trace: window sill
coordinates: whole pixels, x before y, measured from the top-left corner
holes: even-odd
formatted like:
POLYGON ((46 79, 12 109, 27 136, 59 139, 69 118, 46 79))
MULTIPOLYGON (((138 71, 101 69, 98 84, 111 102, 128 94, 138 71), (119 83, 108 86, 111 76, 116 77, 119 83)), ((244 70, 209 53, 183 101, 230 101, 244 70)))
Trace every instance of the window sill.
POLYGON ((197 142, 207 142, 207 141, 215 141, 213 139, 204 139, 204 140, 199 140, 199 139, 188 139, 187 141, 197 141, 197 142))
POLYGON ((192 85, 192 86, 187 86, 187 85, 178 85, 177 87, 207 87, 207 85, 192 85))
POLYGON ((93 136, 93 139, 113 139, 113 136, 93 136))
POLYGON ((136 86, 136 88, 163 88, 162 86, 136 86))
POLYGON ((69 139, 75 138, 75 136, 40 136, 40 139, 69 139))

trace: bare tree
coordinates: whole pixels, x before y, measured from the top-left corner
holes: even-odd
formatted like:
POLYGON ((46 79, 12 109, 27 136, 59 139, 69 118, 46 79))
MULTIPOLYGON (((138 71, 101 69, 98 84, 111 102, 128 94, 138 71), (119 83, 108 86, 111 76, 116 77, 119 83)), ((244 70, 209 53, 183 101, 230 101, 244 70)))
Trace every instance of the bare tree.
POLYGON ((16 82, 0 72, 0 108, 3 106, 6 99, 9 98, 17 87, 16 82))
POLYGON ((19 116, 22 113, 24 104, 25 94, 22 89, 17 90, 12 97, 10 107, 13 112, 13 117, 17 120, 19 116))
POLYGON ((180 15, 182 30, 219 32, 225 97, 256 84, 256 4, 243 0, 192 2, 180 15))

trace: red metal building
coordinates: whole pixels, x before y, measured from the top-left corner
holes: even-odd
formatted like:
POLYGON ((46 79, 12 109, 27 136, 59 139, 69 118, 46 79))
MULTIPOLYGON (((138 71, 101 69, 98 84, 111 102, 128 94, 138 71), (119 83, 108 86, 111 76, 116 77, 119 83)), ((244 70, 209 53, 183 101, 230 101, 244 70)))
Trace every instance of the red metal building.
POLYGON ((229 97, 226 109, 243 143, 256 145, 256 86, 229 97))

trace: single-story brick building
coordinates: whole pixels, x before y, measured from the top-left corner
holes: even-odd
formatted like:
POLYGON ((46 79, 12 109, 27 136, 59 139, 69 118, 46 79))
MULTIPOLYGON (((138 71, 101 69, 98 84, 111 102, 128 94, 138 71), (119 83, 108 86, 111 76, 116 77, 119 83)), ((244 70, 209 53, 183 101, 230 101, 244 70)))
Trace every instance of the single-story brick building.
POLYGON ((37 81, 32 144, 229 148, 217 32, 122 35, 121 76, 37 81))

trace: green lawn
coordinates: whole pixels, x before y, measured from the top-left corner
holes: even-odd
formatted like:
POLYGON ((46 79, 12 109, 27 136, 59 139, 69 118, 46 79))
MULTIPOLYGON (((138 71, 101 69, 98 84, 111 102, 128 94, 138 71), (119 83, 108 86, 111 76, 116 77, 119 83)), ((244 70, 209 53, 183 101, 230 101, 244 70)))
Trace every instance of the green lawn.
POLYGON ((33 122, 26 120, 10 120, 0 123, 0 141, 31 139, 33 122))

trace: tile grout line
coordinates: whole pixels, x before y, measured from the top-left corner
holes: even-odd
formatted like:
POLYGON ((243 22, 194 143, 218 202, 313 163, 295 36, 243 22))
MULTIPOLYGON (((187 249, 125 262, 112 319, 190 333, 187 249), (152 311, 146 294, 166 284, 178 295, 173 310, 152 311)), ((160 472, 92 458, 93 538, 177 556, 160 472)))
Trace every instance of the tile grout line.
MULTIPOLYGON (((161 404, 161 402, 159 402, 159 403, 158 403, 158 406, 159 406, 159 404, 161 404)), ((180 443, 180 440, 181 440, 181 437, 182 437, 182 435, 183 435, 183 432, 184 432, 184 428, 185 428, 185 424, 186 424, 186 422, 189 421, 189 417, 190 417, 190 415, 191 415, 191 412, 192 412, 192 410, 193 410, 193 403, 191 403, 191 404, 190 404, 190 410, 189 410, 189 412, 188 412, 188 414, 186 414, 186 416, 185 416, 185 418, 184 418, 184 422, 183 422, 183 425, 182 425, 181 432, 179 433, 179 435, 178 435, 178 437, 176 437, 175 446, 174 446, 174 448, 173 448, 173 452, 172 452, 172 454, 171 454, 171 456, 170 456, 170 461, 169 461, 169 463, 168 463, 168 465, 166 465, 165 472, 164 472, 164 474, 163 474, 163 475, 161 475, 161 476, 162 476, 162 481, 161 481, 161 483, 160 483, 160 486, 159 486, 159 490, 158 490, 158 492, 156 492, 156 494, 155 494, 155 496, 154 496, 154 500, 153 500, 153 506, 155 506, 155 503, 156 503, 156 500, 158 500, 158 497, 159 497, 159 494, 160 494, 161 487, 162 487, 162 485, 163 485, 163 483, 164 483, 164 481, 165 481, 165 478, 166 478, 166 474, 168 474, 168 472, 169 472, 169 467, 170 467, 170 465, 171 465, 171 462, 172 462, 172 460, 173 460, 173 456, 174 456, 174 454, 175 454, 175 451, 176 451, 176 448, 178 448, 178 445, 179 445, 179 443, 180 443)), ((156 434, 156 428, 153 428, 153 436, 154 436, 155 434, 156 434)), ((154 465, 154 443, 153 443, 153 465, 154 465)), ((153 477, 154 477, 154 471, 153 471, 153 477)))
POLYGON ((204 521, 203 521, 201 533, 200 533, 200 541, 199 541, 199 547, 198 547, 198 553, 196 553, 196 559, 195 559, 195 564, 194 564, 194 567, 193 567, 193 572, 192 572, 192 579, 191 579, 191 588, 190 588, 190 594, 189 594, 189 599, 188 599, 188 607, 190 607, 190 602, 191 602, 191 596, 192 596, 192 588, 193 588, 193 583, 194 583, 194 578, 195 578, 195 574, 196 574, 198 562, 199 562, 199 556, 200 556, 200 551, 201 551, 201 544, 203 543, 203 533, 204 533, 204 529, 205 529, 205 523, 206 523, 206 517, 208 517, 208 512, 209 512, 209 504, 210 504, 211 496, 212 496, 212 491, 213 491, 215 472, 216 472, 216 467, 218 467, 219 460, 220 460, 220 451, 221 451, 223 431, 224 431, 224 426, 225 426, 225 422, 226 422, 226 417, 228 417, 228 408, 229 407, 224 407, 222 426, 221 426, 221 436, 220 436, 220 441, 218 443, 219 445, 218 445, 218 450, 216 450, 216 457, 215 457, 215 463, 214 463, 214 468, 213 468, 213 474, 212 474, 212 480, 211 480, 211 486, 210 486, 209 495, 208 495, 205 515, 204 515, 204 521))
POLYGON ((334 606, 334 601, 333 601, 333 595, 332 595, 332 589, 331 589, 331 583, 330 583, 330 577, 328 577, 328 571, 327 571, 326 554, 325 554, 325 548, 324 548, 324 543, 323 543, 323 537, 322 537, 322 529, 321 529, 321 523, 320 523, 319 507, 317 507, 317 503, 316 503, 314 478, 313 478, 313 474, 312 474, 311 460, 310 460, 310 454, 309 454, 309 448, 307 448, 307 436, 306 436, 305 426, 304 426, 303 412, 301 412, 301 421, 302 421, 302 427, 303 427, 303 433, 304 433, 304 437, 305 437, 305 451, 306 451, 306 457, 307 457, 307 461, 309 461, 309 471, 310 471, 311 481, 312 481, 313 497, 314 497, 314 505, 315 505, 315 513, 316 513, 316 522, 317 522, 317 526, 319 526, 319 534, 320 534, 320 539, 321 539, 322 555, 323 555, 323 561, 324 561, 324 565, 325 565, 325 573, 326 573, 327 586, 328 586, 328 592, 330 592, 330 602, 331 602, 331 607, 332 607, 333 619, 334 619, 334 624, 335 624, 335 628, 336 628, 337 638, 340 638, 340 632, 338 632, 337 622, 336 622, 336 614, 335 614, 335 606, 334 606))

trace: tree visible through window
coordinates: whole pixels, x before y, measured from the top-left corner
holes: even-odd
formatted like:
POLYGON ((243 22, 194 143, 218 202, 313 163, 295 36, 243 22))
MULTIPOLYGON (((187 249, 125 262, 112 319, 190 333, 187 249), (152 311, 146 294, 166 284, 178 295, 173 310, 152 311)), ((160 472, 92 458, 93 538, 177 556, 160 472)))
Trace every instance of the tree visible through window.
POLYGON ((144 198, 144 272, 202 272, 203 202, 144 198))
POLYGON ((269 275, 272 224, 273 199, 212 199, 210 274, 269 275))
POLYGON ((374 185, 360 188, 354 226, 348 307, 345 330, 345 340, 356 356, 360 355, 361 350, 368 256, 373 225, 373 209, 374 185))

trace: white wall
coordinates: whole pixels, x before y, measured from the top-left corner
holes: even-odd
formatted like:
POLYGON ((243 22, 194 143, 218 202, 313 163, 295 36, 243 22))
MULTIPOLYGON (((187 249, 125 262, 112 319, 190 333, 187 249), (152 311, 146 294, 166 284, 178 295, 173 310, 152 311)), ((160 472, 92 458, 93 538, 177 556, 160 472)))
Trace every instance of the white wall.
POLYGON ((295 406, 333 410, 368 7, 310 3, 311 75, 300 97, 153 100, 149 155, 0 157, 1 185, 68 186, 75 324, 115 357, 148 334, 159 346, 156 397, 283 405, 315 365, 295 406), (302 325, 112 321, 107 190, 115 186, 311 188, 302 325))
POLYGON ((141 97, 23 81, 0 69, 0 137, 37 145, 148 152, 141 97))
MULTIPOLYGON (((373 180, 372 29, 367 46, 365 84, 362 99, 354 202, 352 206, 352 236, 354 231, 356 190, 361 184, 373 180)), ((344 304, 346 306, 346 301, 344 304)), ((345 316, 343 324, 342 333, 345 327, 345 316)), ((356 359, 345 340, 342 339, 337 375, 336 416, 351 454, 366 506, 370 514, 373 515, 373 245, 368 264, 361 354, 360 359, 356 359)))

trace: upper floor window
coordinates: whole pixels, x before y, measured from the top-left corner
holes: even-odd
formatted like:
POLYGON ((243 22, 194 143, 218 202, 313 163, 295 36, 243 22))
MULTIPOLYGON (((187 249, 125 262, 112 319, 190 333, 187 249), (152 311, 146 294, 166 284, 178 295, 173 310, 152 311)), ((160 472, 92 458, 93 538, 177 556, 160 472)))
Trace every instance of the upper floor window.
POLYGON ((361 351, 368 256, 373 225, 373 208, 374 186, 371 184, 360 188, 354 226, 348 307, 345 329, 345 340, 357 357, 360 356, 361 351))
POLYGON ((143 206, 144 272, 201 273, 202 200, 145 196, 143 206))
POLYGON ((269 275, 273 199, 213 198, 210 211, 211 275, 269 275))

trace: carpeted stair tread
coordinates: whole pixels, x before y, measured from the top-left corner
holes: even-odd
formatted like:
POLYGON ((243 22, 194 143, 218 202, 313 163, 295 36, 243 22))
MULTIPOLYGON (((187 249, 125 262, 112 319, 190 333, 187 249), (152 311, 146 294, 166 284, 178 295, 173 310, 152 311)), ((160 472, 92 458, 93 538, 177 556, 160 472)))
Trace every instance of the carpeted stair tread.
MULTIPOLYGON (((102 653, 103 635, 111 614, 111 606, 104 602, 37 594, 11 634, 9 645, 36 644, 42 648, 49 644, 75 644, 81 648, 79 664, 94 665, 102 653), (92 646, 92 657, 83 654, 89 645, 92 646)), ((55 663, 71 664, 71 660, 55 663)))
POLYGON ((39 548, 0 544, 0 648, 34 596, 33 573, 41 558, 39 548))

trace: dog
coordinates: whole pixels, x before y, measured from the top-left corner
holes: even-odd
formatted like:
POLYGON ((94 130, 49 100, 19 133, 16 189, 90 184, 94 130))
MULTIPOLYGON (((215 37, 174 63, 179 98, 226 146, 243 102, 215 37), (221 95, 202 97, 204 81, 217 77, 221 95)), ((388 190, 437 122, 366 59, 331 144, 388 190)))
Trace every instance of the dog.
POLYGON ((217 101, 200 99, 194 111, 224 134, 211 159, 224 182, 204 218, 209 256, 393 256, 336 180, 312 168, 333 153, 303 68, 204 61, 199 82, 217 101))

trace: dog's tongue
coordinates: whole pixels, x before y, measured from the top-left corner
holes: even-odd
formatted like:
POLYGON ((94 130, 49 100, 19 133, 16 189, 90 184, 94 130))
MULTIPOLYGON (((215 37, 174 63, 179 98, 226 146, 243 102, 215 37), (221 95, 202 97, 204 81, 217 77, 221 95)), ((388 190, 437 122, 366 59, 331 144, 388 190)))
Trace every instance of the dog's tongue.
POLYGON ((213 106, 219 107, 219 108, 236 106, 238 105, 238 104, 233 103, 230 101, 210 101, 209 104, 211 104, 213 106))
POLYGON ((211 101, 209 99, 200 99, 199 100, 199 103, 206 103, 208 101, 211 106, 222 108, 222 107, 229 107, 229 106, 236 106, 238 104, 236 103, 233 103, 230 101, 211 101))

* * *

→ Written exercise
Only the lines from the one that contains "trace: dog's tongue" through the last line should be repeated, each exactly as it stands, with both ends included.

→ Expected answer
trace: dog's tongue
coordinates: whole pixels, x before y, measured from the top-left corner
holes: even-odd
formatted like:
POLYGON ((94 130, 49 100, 19 133, 16 189, 90 184, 94 130))
MULTIPOLYGON (((215 37, 174 63, 179 98, 226 146, 243 102, 215 37), (221 95, 202 97, 204 81, 217 77, 221 95)), ((388 190, 437 122, 366 59, 331 144, 388 190)))
Trace every instance of the dog's tongue.
POLYGON ((213 106, 219 107, 219 108, 236 106, 238 105, 238 104, 233 103, 230 101, 210 101, 209 104, 211 104, 213 106))
POLYGON ((211 101, 209 99, 200 99, 199 100, 199 103, 206 103, 208 101, 211 106, 222 108, 222 107, 229 107, 229 106, 236 106, 238 104, 236 103, 233 103, 230 101, 211 101))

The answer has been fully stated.